What you need to do:
In the data below, one line contains "Target: statue in niche" and a later one contains "Target: window frame". Print both, with every line between them, exactly and alone.
── Available data
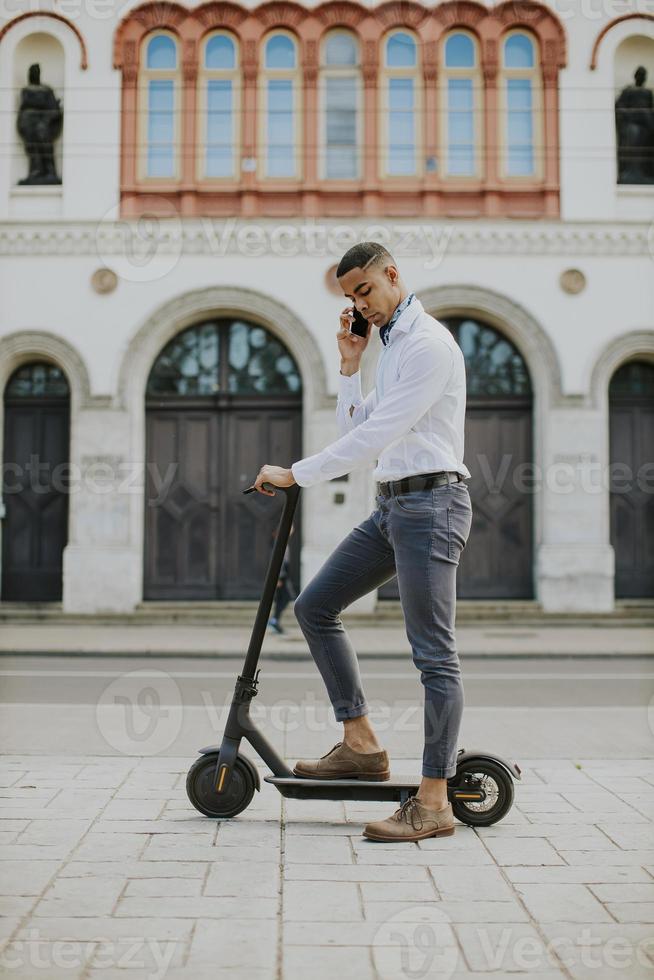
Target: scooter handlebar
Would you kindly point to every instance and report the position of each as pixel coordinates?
(270, 486)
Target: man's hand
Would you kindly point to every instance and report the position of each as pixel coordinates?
(350, 345)
(277, 475)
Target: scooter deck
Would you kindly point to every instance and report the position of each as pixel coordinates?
(299, 788)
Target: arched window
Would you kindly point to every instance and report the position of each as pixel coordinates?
(225, 356)
(400, 89)
(160, 107)
(280, 110)
(341, 107)
(631, 423)
(219, 104)
(220, 396)
(462, 109)
(521, 107)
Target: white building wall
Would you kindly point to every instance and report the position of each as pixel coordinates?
(53, 239)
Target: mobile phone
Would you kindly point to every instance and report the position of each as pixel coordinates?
(359, 325)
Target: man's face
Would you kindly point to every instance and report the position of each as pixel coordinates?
(374, 291)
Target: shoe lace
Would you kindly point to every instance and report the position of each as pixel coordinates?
(408, 812)
(333, 748)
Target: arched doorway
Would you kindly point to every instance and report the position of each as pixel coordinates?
(223, 397)
(498, 560)
(631, 437)
(35, 485)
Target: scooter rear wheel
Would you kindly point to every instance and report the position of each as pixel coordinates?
(202, 792)
(496, 783)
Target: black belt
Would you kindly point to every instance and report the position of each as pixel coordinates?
(421, 481)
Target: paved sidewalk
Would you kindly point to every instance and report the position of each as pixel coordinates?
(387, 638)
(109, 872)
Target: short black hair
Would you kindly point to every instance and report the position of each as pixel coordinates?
(361, 255)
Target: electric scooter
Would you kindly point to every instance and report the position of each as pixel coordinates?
(222, 782)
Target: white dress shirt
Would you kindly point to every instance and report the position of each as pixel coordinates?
(412, 422)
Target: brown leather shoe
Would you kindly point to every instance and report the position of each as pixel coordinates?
(342, 762)
(413, 821)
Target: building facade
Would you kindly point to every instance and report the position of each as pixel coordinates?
(169, 305)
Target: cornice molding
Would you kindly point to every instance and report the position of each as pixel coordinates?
(213, 236)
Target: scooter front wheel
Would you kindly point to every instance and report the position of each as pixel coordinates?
(203, 794)
(496, 783)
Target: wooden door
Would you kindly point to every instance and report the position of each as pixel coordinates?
(35, 492)
(223, 399)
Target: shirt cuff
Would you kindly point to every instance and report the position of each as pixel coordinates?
(303, 472)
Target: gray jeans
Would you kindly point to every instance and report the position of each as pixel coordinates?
(419, 536)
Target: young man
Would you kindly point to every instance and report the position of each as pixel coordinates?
(412, 424)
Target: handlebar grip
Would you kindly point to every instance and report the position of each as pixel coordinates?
(266, 486)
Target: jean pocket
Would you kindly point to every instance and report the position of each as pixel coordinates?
(459, 522)
(416, 502)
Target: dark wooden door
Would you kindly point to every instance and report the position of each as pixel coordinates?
(182, 504)
(498, 558)
(204, 539)
(35, 491)
(221, 403)
(631, 400)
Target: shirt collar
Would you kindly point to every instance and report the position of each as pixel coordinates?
(402, 318)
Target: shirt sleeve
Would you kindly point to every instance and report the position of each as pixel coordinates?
(423, 377)
(349, 394)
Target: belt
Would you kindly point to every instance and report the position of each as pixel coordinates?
(421, 481)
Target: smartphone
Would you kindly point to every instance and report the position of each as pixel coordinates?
(359, 324)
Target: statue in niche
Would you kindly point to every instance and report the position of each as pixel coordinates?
(40, 120)
(634, 123)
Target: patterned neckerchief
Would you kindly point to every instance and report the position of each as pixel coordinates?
(386, 329)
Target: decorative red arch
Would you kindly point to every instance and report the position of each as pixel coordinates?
(84, 63)
(374, 195)
(607, 27)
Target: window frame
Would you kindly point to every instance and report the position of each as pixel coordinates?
(340, 71)
(205, 75)
(386, 73)
(534, 74)
(475, 74)
(145, 76)
(283, 74)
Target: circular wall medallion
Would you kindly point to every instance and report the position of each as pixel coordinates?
(572, 281)
(332, 282)
(104, 280)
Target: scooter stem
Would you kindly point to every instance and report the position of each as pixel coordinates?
(272, 575)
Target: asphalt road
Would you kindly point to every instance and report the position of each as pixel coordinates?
(529, 709)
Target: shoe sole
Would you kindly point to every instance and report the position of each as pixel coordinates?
(373, 777)
(447, 832)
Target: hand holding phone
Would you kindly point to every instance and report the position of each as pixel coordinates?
(352, 336)
(359, 325)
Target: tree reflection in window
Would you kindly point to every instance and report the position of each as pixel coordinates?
(188, 365)
(37, 381)
(494, 366)
(258, 363)
(633, 380)
(228, 356)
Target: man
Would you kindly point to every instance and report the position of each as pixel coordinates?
(412, 424)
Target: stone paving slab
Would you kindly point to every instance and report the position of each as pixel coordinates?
(98, 883)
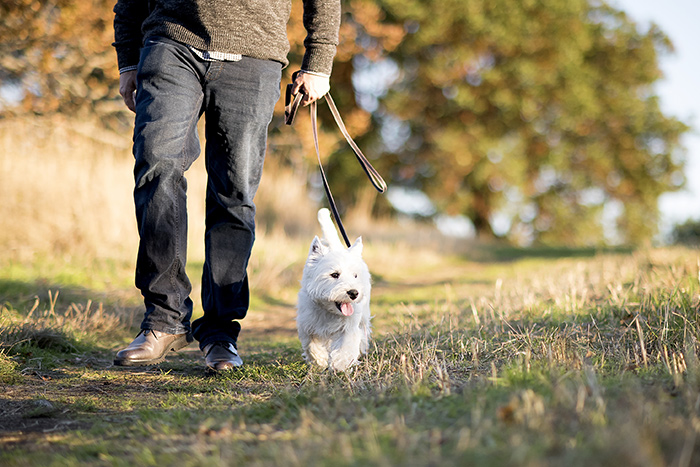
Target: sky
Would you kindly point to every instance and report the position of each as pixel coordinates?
(679, 91)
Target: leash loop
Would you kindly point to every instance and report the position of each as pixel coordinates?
(290, 110)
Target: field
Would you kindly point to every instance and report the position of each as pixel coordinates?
(482, 355)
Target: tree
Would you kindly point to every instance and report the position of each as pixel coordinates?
(56, 57)
(542, 110)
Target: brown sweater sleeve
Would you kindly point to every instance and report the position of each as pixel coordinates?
(256, 28)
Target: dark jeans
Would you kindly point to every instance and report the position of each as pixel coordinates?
(175, 88)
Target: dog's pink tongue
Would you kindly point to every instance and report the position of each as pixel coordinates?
(346, 309)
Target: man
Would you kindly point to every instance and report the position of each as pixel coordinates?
(179, 59)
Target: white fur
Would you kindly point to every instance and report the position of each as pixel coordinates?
(330, 338)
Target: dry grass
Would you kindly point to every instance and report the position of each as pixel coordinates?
(579, 358)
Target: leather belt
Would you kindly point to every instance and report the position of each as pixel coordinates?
(291, 107)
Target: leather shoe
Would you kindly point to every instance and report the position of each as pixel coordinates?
(150, 347)
(221, 356)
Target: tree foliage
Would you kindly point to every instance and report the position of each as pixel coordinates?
(56, 57)
(540, 110)
(539, 113)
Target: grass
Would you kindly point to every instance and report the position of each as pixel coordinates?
(573, 360)
(481, 355)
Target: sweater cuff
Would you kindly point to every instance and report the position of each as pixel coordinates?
(319, 59)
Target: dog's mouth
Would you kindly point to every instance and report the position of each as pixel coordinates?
(345, 308)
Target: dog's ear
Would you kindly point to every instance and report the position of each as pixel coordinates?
(356, 247)
(317, 250)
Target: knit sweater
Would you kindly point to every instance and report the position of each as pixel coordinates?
(255, 28)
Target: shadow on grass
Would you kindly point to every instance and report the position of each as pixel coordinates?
(505, 253)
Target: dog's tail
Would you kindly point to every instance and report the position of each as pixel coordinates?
(328, 229)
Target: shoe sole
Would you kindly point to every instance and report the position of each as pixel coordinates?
(213, 371)
(176, 345)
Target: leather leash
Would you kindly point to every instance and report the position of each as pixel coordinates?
(290, 110)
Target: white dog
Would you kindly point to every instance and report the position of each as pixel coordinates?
(333, 306)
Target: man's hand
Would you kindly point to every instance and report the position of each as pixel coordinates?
(127, 88)
(313, 86)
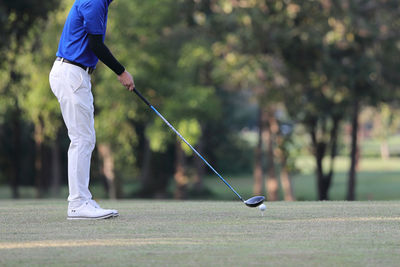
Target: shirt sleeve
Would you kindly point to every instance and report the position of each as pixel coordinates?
(94, 16)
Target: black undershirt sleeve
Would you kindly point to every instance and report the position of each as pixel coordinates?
(104, 54)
────
Answer to this problem:
Target: statue in niche
Would you kindly point to every instance and report the position of each as pixel coordinates?
(40, 120)
(634, 123)
Target: patterned neckerchief
Would you kindly point to every instance and report the position of each as pixel coordinates?
(386, 329)
Target: decorative red arch
Would you kindly point to every instance and report the position of each as pixel coordinates?
(84, 63)
(374, 195)
(607, 27)
Target: window frame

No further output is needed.